*** Given passage ***
More friends gone. And as happens every so often I look back, reflect and recall some of the odd thoughts I’ve had in life and wonder “where the hell did that come from?” A beautiful day in 2nd grade, staring at my hand, amazed that I was a person alive and moving about in the world and confused because I couldn’t remember where I was before I was born. I thought hard about it. Where did I come from? I had to have been somewhere, I can’t just appear, can I?
At that time death would put me in heaven on top of the clouds where I would see the grandparents I never knew and all the past presidents. Funny how I remember thinkin’ that.
Then in 6 grade trying hard to grasp that there is no beginning or end to time & space I coped with my small existence in this very strange life, is it all real? This came from wondering why I have to go to school or clean my room but still, very strong stuff for a kid. From time to time I’d think about it again.
And until recently I don’t recall having any profound thoughts like that.
Although there is the reoccurring puzzle of how reality got to where it is. Going to school to educate myself to the point where I can get a job to make money to pay for food, home, insurance, cars, kids, vacations, doctors and retirement so I can finally make the time to do whatever I want as long as I’m physically able. Thats alot of pressure for a young mind.
And now, this reality we’re in formed by generations of conflict. Chasing paper and power, claiming righteousness in atrocity both physical and mental. Lines drawn in the sand as though we could actually own a piece of the earth when we, really, belong to it. Its been here far longer than us and will remain long after we’re gone. Kinda funny that people only live for 80 or so years but the words they speak, the lines they draw, the bonds they make last for generations.
***
Problems and tasks -
1. In the reflection on life's odd thoughts, rewrite the paragraph beginning "Although there is the reoccurring puzzle" more briefly, keeping its main facts.
2. Carry on the reflection on life's odd thoughts from its final sentence, keeping the same voice.
*** Information provided ***
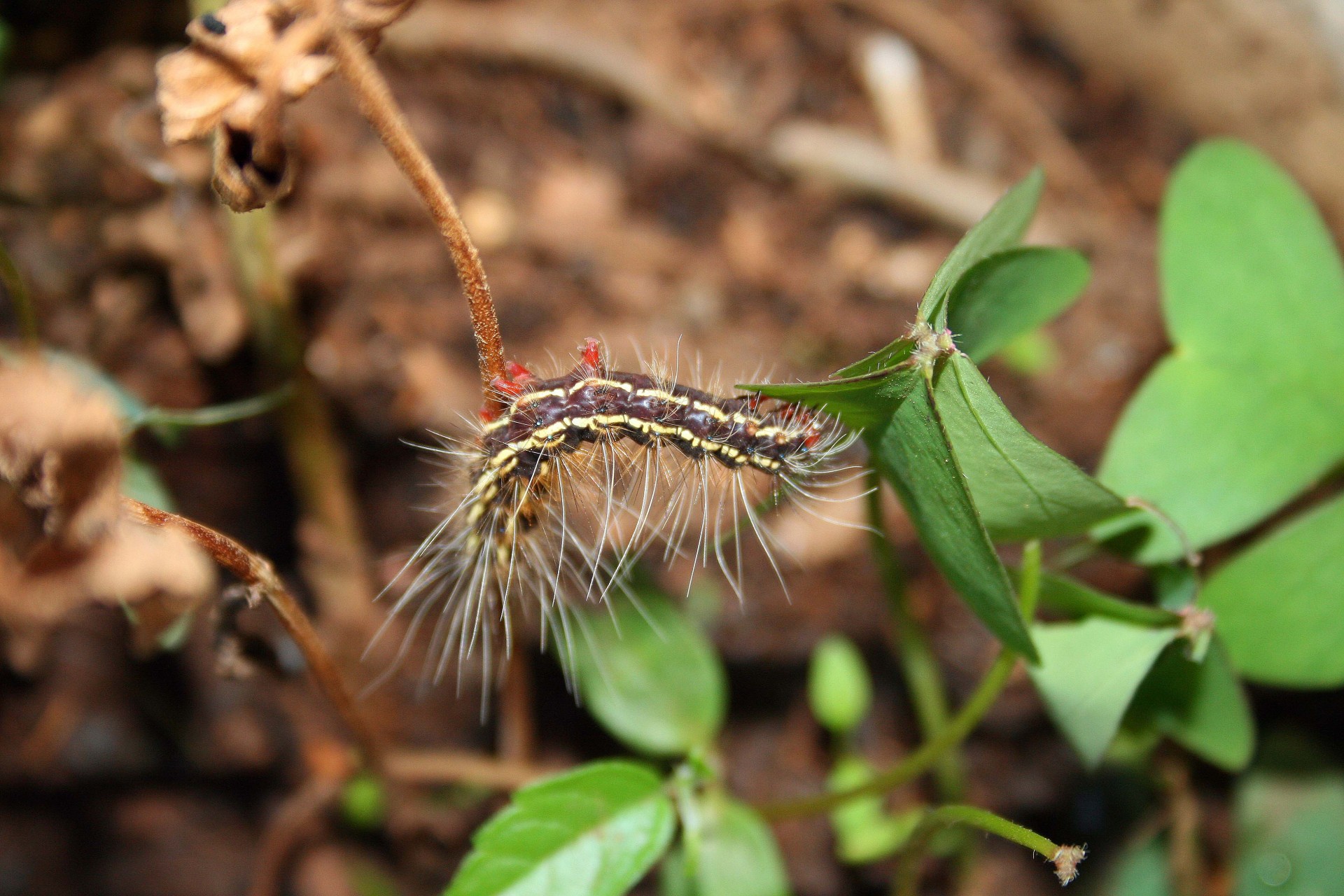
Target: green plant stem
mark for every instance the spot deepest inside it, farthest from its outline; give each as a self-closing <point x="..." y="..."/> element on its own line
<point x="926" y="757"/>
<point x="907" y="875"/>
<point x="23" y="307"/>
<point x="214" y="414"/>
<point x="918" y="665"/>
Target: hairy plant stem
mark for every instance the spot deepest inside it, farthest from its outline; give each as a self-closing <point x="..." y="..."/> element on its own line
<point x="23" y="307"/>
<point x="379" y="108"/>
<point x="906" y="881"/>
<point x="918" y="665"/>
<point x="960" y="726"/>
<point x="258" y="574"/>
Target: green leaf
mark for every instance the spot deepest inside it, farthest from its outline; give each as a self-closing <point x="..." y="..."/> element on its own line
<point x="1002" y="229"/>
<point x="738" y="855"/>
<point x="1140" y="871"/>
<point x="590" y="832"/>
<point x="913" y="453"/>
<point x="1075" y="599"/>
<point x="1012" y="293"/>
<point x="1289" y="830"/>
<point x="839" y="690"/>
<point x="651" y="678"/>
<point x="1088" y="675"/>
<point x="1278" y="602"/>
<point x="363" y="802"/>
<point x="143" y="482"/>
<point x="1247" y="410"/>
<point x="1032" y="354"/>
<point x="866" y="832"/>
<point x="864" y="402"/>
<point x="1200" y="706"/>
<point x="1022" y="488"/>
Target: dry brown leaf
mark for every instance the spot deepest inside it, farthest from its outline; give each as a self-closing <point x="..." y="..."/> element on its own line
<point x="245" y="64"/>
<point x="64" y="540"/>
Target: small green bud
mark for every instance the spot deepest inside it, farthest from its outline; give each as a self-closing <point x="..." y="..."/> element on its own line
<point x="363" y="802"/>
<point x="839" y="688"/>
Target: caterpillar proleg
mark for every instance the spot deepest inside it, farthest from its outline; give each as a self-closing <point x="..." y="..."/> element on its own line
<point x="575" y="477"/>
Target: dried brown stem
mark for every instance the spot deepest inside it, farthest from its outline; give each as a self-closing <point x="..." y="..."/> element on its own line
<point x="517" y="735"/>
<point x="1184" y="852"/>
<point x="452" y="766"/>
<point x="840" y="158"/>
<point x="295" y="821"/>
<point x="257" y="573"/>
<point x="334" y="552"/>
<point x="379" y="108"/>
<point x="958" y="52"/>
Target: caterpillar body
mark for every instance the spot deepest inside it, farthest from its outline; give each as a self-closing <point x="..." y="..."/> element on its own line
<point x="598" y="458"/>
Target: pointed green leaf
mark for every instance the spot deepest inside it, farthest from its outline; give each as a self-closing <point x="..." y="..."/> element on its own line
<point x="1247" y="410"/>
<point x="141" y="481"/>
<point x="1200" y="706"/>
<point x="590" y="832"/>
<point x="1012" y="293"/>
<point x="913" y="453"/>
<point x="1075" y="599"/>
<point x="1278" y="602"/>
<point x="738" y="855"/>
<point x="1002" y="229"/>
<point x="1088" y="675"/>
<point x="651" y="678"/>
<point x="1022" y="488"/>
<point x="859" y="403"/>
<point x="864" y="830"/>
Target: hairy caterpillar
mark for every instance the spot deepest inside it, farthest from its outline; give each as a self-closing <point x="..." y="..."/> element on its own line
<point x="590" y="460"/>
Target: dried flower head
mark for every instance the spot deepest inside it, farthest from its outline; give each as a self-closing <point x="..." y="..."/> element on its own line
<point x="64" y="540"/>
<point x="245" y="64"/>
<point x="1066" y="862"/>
***
*** Information provided ***
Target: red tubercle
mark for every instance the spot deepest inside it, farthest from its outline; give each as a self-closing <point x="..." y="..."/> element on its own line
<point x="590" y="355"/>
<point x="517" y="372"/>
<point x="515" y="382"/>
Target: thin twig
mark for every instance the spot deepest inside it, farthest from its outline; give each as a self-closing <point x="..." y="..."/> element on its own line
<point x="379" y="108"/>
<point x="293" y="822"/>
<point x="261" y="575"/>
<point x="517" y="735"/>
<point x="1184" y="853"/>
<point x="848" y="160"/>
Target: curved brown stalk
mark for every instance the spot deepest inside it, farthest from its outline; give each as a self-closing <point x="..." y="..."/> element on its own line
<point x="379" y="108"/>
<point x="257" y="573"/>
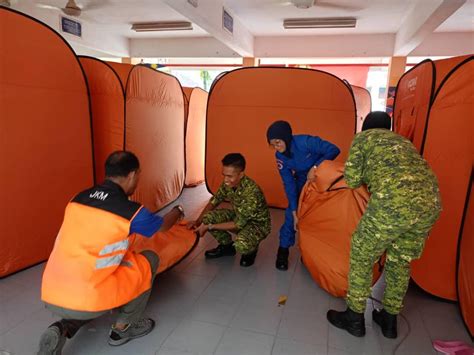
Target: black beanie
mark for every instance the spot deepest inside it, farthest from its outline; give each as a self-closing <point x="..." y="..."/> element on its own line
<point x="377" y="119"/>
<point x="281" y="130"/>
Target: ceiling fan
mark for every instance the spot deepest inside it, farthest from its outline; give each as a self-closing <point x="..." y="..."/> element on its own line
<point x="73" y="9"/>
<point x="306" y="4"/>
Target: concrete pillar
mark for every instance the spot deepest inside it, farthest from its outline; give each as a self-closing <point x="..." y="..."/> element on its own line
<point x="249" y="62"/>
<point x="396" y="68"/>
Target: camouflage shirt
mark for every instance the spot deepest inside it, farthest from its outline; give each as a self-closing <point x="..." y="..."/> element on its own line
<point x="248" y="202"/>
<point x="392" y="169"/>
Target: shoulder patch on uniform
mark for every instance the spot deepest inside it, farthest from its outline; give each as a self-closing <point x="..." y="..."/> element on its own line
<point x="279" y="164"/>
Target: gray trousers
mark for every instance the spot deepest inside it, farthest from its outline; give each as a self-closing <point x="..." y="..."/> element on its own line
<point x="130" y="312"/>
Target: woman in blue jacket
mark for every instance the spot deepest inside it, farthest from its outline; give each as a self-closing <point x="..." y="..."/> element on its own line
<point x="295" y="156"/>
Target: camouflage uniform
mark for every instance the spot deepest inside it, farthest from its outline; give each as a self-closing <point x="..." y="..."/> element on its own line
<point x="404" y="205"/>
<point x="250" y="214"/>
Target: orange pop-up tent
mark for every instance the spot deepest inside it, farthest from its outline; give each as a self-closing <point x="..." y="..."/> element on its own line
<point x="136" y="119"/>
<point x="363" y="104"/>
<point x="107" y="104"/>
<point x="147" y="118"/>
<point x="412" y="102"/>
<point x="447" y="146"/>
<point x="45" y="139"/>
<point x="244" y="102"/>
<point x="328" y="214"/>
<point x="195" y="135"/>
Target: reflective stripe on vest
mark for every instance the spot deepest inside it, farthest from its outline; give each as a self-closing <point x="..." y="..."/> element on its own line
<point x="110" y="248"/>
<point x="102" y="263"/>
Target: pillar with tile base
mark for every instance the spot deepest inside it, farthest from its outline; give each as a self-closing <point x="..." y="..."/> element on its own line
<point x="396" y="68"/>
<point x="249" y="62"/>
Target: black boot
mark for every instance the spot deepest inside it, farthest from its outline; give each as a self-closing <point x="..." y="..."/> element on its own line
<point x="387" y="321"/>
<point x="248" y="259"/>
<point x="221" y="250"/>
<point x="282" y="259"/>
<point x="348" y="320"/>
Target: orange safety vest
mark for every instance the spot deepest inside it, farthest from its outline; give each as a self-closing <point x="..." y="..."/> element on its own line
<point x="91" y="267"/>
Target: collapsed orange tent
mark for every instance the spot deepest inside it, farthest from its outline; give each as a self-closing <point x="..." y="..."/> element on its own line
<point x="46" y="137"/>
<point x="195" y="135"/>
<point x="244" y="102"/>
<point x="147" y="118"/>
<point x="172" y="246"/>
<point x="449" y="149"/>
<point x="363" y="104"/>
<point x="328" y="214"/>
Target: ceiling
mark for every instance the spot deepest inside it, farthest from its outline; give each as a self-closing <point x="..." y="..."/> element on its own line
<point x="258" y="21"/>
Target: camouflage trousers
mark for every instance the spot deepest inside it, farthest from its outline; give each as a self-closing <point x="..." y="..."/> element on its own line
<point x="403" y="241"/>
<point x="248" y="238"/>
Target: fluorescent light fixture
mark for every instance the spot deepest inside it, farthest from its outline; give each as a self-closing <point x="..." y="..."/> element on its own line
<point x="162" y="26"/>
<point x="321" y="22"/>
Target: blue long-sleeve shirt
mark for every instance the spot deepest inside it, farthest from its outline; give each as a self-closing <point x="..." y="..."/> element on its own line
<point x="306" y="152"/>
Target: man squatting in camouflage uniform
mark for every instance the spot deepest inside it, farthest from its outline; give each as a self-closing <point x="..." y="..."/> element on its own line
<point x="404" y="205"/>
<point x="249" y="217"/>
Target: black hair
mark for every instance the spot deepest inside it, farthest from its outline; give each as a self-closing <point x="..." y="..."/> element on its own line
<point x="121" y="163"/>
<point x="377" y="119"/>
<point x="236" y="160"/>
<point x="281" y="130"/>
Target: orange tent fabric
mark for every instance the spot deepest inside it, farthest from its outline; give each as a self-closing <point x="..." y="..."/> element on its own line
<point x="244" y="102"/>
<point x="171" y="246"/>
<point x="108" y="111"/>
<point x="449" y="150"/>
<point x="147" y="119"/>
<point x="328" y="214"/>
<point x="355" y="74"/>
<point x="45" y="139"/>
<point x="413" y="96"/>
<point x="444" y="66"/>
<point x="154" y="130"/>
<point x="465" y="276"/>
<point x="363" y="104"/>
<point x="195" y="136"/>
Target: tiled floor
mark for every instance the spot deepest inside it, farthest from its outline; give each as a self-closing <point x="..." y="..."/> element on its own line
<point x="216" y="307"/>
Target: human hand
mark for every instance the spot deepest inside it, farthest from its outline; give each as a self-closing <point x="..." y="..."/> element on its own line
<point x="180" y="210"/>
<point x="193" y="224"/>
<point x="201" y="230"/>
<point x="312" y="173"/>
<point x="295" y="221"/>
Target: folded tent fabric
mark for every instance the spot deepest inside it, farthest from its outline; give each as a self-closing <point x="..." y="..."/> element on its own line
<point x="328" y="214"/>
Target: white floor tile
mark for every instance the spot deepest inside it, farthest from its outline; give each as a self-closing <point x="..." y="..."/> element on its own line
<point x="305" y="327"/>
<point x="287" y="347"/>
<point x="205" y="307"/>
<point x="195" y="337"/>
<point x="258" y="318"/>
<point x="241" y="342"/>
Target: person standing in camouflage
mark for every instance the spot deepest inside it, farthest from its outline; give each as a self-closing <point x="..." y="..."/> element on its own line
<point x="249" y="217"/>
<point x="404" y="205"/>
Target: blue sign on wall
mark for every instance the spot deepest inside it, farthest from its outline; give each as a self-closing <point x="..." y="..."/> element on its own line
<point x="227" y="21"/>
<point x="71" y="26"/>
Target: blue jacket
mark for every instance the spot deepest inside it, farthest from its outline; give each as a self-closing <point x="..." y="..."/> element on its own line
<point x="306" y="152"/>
***
Answers below -
1. A recurring puzzle is how reality got to where it is: you go to school to get educated enough for a job, earn money to pay for food, a home, insurance, cars, kids, vacations, doctors and retirement, and only then have time to do whatever you want while you're still physically able. That is a lot of pressure for a young mind.

2.
Recently I’ve spent some time wondering where I was before I was here. I think, long ago, I was witness to or involved in great and terrible things in defense of a people. A pretty safe bet to think if anyone could actually remember something from hundreds of years in the past they could be involve in some sort of madness or mayhem for survival. Not that you have to be anywhere but the present to find that but I’d like to think it was more commonplace long ago. Some part of my makeup came from Scotland and there were a couple occasions while I was there where I felt connected. It could be that I was deeply moved by sharing an adventure of a lifetime with miss T but, don’t we live on in our kids? I’m a product of my parents, physically and emotionally. Maybe we pass on more than we realize, genetically. That definitely explains odd behavior and irrational fears. Before our children are conceived is it possible we make impressions of our most profound experiences in our genetic code and pass it on? Isn’t that evolution? Mutations are all happy accidents that help us survive and advance or is it all on purpose?
I’m thinkin all those years ago in that 2nd grade classroom my old soul was trying to reconnect. Its easy for me to see the old soul in some kids. Its a little harder in the adults but I’m getting better at it. Of course, that old soul of mine is made up of alot of old souls itself but, it was touched on the isle of Mull. Something going on in the Gila too. And even though some pals are gone, they live on in their kids, we’re still connected. Maybe we don’t live for only 80 or so years, we become part of a larger complex of souls.